◆ **Passage**
━━━━━━━━━━

# One of my blind turners with his pepper mill



## sbwertz (Feb 27, 2016)

Bill is both blind and a double amputee.  He levers himself up out of his power wheelchair onto a high stool to turn at the lathe.  He is almost completely blind...can see light and dark.  He uses a cane out in front of his wheelchair to navigate around.  (He is truly amazing!) This was his second turning project...a peppermill made from mulberry with brass filings inlayed into a center band and some large cracks.


----------



## Charlie_W (Feb 27, 2016)

Sharon, please tell Bill he did an absolutely wonderful job on that peppermill!

Thanks for sharing the pic!


----------



## jttheclockman (Feb 27, 2016)

That is fantastic. Being able to put a face to your stories is also inspirational. I can see and I can not do as well. Tell him job well done. Continued success and keep having fun. That is real cool. Thanks for showing.


----------



## CREID (Feb 27, 2016)

Amazing!


----------



## sbwertz (Feb 27, 2016)

By mixing the brass filings (or other inlay material) into ten minute epoxy, and putting a nitrile glove on the blind turner, they can press the loaded epoxy into the grooves and cracks themselves.  I try to let them do as much alone as they are able.  Using an easy tool detailer, they can cut their own v grooves, too.  I have to help them some with the fine placement of the tool, but they do most of it themselves.  They do most of the shaping with a small spindle gouge and a small roughing gouge. (I turn the blanks round before they start.)

━━━━━━━━━━

Rows contained in a dataset
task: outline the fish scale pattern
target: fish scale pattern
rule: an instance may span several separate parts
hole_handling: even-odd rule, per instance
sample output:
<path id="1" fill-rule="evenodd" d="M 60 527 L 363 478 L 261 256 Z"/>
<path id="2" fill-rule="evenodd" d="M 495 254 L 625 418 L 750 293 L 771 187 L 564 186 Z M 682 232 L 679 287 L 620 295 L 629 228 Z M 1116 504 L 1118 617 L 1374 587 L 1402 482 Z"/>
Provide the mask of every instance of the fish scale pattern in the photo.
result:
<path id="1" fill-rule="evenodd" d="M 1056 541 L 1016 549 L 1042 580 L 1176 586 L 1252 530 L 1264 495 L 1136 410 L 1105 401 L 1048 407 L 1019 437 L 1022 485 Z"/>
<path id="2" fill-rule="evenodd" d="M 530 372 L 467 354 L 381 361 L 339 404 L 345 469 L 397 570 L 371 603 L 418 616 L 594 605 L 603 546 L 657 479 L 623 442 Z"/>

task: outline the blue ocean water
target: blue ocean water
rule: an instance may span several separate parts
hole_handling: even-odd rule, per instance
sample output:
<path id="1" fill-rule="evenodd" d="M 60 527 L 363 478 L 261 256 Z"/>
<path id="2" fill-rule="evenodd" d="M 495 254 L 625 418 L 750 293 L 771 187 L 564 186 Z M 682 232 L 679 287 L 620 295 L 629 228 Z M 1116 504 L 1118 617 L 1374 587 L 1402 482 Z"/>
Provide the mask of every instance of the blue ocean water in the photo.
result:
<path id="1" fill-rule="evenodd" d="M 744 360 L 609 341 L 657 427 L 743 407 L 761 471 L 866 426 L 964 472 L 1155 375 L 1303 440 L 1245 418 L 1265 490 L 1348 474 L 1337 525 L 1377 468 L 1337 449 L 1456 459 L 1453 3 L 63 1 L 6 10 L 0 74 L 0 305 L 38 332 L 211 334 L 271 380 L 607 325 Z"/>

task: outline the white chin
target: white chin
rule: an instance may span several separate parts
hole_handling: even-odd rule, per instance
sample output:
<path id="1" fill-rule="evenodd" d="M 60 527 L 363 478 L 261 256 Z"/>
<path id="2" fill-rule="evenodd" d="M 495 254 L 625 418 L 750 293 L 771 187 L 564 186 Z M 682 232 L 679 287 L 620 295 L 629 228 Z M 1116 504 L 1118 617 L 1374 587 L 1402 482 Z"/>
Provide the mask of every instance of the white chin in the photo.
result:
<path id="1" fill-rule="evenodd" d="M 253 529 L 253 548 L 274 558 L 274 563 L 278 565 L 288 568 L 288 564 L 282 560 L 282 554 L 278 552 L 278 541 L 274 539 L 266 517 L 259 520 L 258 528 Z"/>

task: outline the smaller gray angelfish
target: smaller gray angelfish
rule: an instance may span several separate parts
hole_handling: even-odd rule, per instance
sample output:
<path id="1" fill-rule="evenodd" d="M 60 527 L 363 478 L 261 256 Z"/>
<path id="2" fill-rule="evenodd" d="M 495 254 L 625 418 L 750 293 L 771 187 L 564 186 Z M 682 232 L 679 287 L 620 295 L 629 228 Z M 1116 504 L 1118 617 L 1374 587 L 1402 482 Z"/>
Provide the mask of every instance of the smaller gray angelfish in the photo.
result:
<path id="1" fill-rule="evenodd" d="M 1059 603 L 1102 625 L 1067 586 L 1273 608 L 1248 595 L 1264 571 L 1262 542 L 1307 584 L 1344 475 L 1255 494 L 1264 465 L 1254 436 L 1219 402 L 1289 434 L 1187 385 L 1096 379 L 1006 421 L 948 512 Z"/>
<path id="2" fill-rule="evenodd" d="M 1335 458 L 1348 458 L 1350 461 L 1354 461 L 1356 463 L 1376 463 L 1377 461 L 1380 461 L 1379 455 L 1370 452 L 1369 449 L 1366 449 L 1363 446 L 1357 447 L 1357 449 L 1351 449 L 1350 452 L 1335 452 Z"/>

━━━━━━━━━━

◆ **Objectives**
(a) In the thread, what wood was Bill's pepper mill made from?
(b) Retype the thread from "## Charlie_W (Feb" up to and including "Thanks for showing.".
(c) Translate this sentence from the thread into Spanish: "He uses a cane out in front of his wheelchair to navigate around."
These rows have no connection to the thread.

◆ **Results of the tasks**
(a) Bill's pepper mill was made from mulberry.

(b)
## Charlie_W (Feb 27, 2016)

Sharon, please tell Bill he did an absolutely wonderful job on that peppermill!

Thanks for sharing the pic!


----------



## jttheclockman (Feb 27, 2016)

That is fantastic. Being able to put a face to your stories is also inspirational. I can see and I can not do as well. Tell him job well done. Continued success and keep having fun. That is real cool. Thanks for showing.

(c) Usa un bastón delante de su silla de ruedas para desplazarse.